» Extracted material
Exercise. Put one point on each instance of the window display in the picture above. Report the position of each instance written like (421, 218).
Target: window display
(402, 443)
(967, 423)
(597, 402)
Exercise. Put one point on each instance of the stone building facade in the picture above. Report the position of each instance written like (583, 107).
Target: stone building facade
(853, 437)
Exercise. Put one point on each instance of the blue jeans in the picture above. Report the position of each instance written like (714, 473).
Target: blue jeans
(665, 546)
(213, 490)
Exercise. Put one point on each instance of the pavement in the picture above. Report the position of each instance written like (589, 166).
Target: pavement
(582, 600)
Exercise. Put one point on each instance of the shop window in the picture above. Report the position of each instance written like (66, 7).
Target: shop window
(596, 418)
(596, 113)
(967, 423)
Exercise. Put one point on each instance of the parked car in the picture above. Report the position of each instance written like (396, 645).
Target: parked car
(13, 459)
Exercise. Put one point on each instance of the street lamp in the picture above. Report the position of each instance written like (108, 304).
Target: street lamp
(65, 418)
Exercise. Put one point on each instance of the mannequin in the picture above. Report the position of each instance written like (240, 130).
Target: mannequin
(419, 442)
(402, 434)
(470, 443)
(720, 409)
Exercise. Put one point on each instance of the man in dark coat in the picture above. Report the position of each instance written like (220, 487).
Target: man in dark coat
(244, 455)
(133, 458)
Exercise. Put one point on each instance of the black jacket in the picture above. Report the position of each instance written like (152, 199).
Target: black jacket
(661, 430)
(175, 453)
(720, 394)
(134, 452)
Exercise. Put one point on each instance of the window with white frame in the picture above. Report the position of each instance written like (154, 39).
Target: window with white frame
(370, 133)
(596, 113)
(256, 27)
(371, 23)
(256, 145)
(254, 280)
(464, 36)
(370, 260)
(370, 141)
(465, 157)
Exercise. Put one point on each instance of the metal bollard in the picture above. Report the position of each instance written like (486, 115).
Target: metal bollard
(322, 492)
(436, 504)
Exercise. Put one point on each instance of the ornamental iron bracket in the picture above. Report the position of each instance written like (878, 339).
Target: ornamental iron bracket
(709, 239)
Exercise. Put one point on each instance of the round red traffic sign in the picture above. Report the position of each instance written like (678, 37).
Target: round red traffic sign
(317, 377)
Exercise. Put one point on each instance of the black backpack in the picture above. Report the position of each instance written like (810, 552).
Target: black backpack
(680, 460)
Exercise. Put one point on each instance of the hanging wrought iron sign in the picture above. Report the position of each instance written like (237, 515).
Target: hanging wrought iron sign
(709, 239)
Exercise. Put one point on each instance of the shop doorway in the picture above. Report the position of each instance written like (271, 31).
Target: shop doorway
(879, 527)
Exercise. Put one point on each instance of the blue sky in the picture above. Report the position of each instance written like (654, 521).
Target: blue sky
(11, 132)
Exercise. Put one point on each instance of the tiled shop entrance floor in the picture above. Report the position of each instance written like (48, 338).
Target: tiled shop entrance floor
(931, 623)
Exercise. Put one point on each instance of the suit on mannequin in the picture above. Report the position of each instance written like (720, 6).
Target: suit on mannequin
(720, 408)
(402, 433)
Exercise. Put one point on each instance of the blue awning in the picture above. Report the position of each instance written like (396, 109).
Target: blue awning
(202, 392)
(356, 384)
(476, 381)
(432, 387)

» To do
A verbatim copy of all the records is to be produced.

» Written solution
Exercise. Put one point on each instance of the window display in the picture above. Report the position of each instance written like (421, 218).
Target: window display
(402, 443)
(967, 423)
(597, 402)
Exercise. Put one point on each instance of the stone building facade in the picture above. Report the position of each instance written like (583, 107).
Target: stone building facade
(853, 437)
Exercise. Put one point on each instance of the blue jeans in the picture above. Report the position of each instance written like (714, 473).
Target: blue jeans
(665, 546)
(213, 490)
Exercise. Put one point on each instance of the pavement in the picture above. Report the position of each instance written like (589, 166).
Target: pavement
(582, 600)
Exercise. Put one point on each instance of the shop window in the picture above. Report the position of each instance written like (66, 7).
Target: shop window
(596, 418)
(596, 113)
(967, 423)
Exercise. Put one point on each instance of the parked car in the picture above. Report the position of each instance written like (396, 645).
Target: parked car
(13, 459)
Exercise. Put one point on each instance of the street lamp in the picture above. Report the position of each instance written like (108, 304).
Target: street lamp
(65, 418)
Exercise. Put one point on each instance of the mannequin in the picture above. Report the position of each instance written like (240, 130).
Target: mannequin
(419, 442)
(402, 434)
(470, 443)
(720, 409)
Exercise. Put one point on each instance of the man in dark coat in the picture above. Report the position of each instance written like (220, 487).
Target: man in dark coat
(244, 455)
(133, 458)
Exercise. Put one point on each instance of the black jacket in the picture above. Report the position of each instance written like (152, 199).
Target: black jacket
(661, 430)
(175, 453)
(720, 394)
(134, 452)
Exercise. Put one point on each instance of the window with white frame in the picture above. Report the position of each instance written like (154, 39).
Target: window with white frame
(370, 133)
(596, 113)
(256, 27)
(371, 23)
(256, 145)
(254, 280)
(464, 36)
(370, 260)
(370, 141)
(465, 157)
Exercise. Put one point on each instance of the metal bollard in the picture above. Report the position of each instance written like (486, 115).
Target: metal bollard
(322, 492)
(436, 504)
Exercise. Put one point on each instance of the ornamental iron bracket in the picture above. Report the position of each instance written like (878, 339).
Target: ornamental iron bracket
(709, 239)
Exercise. Put one point on each instance of the round red traffic sign in the picture above. Report the position of each instance written like (678, 37).
Target: round red traffic sign
(317, 377)
Exercise. Put one point on each instance of the black backpack in the picture above. Report the position of each instance written like (810, 552).
Target: black backpack
(680, 460)
Exercise. Put one point on each instance of the hanging wrought iron sign in the picture above. Report the position of each instance written like (237, 515).
Target: hanging wrought iron sign
(709, 239)
Exercise. Put one point on each instance of the shop doorway in the picture above. Report the position of each instance written like (271, 31).
Target: shop doorway
(879, 527)
Exercise. Put one point on each instance of the blue sky in the picture above. Report the position of each instance written like (654, 521).
Target: blue sky
(11, 132)
Exercise. Put one point on each instance of the tiled shop entrance floor in the picture above. Report the position of each instance written like (48, 338).
Target: tiled shop entrance floor
(931, 623)
Exercise. Put one point on each instance of the suit on mannequin in the picture above. Report the position of each instance written like (720, 6).
Target: suit on mannequin
(720, 408)
(402, 433)
Exercise. Put one point on each instance of the blue awning in the picture above. Report the position of each instance written like (396, 109).
Target: blue awning
(202, 392)
(356, 384)
(476, 381)
(432, 387)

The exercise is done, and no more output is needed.